Личным опытом Шаляпин доказал, что дым никак не вредит голосовым связкам. Будучи прославленным басом, он практически не расставался с папиросами, трубкой или сигарой.
Везде, где Федор Михайлович жил, у него были расставлены пепельницы. Некоторые даже встроены в мебель. Вкус табака Шаляпин распробовал не сразу. О своем первом опыте он сам рассказывал так:
«На дворе у нас работали каменщики и плотники; я таскал им писчую бумагу на курево, а они, свертывая собачью ножку, предлагали мне:
– Курни, это очищает грудь!
Едкий, зеленоватый дым махорки не нравился мне. Но – все надо знать! Я взял собачью ножку и курнул!
Меня стошнило; испытывая отчаянные приступы рвоты, я философски думал:
“Вот оно, – как прочищают грудь!”».
Шаляпин полюбит курение позже, пристрастившись к нему на всю жизнь. В своей книге «Воспоминания о Федоре Шаляпине» Константин Коровин описал, как Федор Михайлович приехал из Италии, куда ездил по приглашению тенора Анджело Мазини: «Вернувшись летом в Москву, он был полон Италией и в восторге от Мазини. Одет был в плащ, как итальянец. Курил длинные сигары, из которых перед тем вытаскивал соломинку. А выкурив сигару, бросал окурок через плечо». Мы знаем, что это были Brissago.

* ПРЕДОСТАВЛЕННЫЕ ДАННЫЕ *
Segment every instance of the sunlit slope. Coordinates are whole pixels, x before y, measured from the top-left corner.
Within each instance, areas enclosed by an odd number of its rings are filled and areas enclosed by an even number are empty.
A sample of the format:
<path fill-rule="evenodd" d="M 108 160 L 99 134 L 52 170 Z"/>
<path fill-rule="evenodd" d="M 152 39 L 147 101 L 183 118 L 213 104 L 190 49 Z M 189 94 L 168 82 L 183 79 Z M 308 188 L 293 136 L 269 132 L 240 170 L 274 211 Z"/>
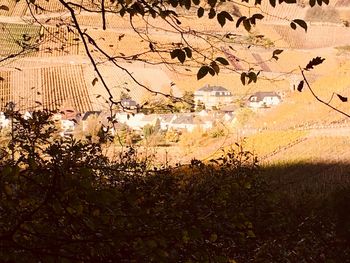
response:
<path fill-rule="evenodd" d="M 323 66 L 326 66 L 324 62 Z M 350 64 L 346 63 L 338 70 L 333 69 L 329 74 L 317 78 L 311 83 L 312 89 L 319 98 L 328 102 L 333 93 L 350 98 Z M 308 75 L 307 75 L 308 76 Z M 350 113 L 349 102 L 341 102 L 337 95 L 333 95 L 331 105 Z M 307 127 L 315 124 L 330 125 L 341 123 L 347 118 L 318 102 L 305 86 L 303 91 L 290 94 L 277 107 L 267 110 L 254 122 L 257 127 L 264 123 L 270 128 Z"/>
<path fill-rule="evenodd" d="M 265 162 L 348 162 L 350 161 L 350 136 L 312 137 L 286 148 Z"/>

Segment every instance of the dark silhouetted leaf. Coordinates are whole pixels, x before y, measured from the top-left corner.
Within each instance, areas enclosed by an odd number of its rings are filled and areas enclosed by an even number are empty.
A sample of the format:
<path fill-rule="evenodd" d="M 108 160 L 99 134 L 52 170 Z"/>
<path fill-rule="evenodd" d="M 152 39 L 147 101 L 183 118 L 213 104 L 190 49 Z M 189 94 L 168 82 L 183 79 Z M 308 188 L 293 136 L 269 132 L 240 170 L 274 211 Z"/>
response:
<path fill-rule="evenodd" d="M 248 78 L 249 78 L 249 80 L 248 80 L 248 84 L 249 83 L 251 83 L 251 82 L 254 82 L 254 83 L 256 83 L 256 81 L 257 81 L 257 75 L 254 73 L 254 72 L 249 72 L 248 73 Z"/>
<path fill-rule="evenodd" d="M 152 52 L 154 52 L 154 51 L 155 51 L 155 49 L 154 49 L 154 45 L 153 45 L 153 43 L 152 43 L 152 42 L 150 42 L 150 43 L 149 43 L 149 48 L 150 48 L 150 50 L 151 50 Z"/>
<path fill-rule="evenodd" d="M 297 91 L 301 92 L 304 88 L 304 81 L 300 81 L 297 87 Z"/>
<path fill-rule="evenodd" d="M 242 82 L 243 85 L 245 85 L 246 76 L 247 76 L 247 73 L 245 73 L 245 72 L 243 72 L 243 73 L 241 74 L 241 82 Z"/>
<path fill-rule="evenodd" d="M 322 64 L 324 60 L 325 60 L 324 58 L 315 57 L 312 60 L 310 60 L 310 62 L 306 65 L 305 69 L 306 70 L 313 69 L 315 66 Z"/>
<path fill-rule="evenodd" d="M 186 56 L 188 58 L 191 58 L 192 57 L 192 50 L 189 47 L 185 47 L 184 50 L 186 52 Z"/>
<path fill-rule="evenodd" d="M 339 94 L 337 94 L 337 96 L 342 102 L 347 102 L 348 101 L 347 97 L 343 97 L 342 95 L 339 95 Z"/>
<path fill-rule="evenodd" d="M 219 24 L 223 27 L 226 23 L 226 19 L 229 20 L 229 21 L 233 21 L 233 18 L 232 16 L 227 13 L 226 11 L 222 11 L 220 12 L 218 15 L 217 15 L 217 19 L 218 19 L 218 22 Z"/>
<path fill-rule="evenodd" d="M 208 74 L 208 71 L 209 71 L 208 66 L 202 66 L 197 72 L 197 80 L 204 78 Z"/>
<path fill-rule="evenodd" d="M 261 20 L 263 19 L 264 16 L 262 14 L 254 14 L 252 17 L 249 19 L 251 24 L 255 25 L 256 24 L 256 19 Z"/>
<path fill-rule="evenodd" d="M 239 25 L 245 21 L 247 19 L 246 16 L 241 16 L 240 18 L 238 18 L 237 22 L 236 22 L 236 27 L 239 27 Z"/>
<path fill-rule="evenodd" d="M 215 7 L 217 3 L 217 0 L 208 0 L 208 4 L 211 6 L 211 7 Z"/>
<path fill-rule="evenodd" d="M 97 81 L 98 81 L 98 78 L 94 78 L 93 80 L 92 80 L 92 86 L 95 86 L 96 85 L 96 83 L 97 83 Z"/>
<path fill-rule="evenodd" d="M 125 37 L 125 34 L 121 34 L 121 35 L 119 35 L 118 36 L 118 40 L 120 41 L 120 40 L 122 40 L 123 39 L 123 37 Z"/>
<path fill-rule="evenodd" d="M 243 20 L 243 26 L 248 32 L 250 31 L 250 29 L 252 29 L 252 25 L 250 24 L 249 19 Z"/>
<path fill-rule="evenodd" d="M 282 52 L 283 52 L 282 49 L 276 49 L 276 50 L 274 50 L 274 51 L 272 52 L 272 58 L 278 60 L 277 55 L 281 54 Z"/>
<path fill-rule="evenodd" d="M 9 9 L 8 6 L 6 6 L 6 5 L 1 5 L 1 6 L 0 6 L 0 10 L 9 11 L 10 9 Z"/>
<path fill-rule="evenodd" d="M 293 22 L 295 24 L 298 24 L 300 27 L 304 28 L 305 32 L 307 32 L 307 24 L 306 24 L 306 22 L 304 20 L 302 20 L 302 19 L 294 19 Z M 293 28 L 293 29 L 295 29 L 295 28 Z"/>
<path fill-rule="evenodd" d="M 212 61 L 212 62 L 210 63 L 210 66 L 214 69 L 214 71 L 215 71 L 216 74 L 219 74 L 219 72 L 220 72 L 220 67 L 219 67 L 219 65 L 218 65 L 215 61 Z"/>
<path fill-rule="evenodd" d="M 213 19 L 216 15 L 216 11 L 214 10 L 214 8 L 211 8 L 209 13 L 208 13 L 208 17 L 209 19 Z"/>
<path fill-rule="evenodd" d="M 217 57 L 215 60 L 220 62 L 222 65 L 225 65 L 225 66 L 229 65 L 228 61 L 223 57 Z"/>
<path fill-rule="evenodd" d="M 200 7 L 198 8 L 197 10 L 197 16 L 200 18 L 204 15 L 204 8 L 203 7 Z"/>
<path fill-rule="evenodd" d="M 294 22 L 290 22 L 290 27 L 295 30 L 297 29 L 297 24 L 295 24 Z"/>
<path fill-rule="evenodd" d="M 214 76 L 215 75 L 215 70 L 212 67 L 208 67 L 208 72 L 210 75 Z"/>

* ЗАДАНИЕ *
Что, согласно исходному тексту, Шаляпин вытаскивал из длинных сигар, прежде чем их курить? Записи здесь никакой роли не играют.

* РЕЗУЛЬТАТ ВЫПОЛНЕНИЯ *
Соломинку.